> **Task brief**
Continue the abstract below on the venous thromboembolism risk model for lung cancer surgery, starting after its last sentence.

> **Text section**
* * * * *
Construction and validation of a risk prediction model for venous thromboembolism post-VATS in simultaneous multicentric primary lung cancers.

Background: Synchronous multiple primary lung cancers (sMPLCs) represent 0.8% to 20% of new lung cancer diagnoses. Currently, there is a lack of risk prediction models for venous thromboembolism (VTE) after video-assisted thoracoscopic surgery (VATS) in sMPLC patients. This study seeks to create and validate a VTE risk prediction model tailored for sMPLC patients undergoing VATS.

Methods: A retrospective cohort analysis was conducted on patients who underwent lung cancer resection from November 2017 to December 2024 using Hospital Information System (HIS), telephone follow-up, and the Questionnaire Star electronic questionnaire. Categorical variables were analyzed using χ² tests and continuous variables were assessed with t-tests for univariate analysis. Variables with statistical significance from the univariate analysis and the least absolute shrinkage and selection operator (LASSO) regression algorithm were included in the logistic regression analysis to identify risk factors and construct the prediction model. A nomogram was used for the visualization of the model. The discriminative ability and calibration of the model were evaluated using the area under the receiver operating characteristic (ROC) curve and calibration plots, respectively. The clinical utility of the model was assessed using decision curve analysis.
* * * * *
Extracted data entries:
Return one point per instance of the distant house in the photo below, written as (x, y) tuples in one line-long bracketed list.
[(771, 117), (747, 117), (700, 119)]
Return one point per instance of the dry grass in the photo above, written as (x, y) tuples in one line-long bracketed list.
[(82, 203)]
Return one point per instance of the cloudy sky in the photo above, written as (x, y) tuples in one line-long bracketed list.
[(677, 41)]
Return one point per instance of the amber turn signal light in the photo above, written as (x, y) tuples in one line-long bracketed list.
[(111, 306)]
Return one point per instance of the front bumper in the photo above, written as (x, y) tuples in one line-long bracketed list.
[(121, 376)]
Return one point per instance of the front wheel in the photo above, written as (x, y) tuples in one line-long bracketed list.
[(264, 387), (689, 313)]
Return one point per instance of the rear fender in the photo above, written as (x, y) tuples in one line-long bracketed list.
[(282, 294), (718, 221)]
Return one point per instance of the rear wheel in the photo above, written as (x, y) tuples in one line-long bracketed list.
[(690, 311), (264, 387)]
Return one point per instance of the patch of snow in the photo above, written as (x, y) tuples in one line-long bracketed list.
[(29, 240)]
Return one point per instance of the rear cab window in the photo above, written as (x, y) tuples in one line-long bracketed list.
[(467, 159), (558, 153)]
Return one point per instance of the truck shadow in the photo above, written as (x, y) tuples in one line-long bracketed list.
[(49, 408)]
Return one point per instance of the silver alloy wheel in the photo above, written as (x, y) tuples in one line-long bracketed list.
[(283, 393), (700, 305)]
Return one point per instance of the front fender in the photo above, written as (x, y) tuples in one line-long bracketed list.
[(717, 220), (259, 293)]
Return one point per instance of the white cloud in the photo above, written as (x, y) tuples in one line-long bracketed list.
* * * * *
> **Exercise result**
Results: The occurrence of VTE post-VATS in patients with sMPLC was associated with age, smoking history, coronary artery disease, cerebrovascular disease, chronic obstructive pulmonary disease (COPD), atherosclerotic plaques in the extremities, surgical method, intraoperative transfusion, Postoperative Caprini score, and the number of primary lesions (P<0.05). The area under the ROC curve was 0.917 [95% confidence interval (CI): 0.894-0.941], with a sensitivity of 0.885 and a specificity of 0.818. The calibration curve demonstrated a good fit between the observed and predicted curves, with a mean absolute error of 0.008. The clinical decision curve analysis indicated that the model offered superior clinical benefits compared to the Caprini score.

Conclusions: The prediction model constructed in this study exhibits robust predictive performance, providing a theoretical basis for clinical medical staff to identify high-risk groups of patients with sMPLC who may develop VTE after VATS at an early stage and to facilitate timely interventions.